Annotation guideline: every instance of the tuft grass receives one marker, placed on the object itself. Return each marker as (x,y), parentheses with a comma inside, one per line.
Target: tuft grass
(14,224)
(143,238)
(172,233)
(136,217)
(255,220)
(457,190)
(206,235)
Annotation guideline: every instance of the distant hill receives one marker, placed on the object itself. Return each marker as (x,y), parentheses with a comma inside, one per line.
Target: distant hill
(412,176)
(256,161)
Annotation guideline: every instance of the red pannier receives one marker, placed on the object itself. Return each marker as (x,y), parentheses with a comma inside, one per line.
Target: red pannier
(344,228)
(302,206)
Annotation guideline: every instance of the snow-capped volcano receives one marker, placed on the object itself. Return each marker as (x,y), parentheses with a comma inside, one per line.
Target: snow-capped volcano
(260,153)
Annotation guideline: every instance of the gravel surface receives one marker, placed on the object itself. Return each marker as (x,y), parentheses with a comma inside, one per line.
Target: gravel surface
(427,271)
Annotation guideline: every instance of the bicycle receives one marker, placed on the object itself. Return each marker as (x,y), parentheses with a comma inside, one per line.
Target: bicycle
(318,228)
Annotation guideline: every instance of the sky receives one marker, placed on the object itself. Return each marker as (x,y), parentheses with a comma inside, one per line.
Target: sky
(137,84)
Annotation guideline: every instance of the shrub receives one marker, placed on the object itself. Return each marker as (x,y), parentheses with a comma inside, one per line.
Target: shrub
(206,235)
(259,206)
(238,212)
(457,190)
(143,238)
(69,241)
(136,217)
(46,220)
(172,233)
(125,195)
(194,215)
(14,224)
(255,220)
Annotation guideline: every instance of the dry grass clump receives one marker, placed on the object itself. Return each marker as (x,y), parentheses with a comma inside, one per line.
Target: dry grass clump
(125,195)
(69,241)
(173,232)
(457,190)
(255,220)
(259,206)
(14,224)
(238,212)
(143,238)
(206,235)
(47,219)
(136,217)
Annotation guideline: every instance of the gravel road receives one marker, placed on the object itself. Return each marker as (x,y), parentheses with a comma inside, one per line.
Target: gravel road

---

What to work on: Count how many lines above carry the word "parentheses". Only the number is required.

Solution for this problem: 10